= Beginning of Section =

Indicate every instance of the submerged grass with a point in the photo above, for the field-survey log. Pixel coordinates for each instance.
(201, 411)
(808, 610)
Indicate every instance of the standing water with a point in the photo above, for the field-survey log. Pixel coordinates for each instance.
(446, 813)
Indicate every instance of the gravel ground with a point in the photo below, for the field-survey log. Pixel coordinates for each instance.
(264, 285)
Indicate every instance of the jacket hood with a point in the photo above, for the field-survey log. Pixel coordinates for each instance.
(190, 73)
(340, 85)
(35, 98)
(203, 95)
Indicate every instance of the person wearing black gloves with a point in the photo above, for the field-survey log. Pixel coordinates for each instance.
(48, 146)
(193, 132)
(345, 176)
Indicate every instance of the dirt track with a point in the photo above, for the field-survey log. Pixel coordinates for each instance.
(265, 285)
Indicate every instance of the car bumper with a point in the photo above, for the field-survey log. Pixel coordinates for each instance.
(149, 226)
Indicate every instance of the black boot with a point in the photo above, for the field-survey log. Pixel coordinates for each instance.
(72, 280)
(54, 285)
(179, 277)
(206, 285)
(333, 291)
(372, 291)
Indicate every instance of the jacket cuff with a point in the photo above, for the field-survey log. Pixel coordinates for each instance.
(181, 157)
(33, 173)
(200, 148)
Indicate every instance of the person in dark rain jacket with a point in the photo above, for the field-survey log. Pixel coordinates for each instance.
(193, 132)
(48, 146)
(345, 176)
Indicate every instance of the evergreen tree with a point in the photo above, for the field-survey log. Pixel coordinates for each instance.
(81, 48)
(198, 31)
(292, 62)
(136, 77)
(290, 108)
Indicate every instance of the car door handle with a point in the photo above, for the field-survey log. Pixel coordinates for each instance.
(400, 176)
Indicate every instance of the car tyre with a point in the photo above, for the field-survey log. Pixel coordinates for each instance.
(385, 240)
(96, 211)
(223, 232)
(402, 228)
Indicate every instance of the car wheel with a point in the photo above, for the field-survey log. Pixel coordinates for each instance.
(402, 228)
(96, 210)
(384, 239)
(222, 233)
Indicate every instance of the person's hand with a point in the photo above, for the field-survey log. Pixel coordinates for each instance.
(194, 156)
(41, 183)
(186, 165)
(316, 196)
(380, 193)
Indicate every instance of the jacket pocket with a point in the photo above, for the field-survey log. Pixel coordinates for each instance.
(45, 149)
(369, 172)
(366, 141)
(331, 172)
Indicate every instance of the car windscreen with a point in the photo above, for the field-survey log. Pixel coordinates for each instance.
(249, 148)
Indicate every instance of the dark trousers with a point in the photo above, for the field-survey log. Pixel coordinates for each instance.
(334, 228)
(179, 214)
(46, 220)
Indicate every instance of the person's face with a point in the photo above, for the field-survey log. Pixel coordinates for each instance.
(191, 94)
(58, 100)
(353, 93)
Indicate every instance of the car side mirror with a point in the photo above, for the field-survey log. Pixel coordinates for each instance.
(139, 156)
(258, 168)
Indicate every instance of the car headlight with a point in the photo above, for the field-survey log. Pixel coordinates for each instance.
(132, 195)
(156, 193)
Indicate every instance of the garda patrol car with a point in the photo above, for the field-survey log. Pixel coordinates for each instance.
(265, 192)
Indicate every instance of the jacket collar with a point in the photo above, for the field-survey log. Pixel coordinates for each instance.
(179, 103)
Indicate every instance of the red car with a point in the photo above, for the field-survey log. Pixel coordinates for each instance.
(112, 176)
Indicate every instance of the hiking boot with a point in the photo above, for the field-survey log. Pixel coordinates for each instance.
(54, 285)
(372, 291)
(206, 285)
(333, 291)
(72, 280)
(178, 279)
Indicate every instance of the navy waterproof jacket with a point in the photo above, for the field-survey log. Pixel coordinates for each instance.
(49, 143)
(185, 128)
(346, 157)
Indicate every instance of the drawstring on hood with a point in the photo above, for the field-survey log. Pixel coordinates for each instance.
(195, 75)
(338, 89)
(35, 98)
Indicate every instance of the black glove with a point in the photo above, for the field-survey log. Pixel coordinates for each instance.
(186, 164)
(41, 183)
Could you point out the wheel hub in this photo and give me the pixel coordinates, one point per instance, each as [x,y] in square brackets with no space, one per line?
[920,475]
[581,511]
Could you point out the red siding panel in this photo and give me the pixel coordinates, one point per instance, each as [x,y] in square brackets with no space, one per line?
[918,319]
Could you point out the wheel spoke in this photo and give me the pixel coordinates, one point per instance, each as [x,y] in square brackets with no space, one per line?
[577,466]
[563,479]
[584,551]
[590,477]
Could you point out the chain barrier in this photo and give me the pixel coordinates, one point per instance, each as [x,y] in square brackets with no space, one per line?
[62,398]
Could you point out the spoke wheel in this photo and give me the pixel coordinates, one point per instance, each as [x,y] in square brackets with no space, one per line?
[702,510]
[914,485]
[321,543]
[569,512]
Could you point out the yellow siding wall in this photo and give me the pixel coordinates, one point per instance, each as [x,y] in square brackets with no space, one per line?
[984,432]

= End of Section =

- _The problem_:
Begin with the line that contains "Could you point out the yellow" and print each line exactly until the data ends, including the last line.

- _Task response_:
Could you point out the yellow siding wall in this photo and give me the pixel coordinates, one point per instance, each as [x,y] in square brackets with no space, one per line?
[984,432]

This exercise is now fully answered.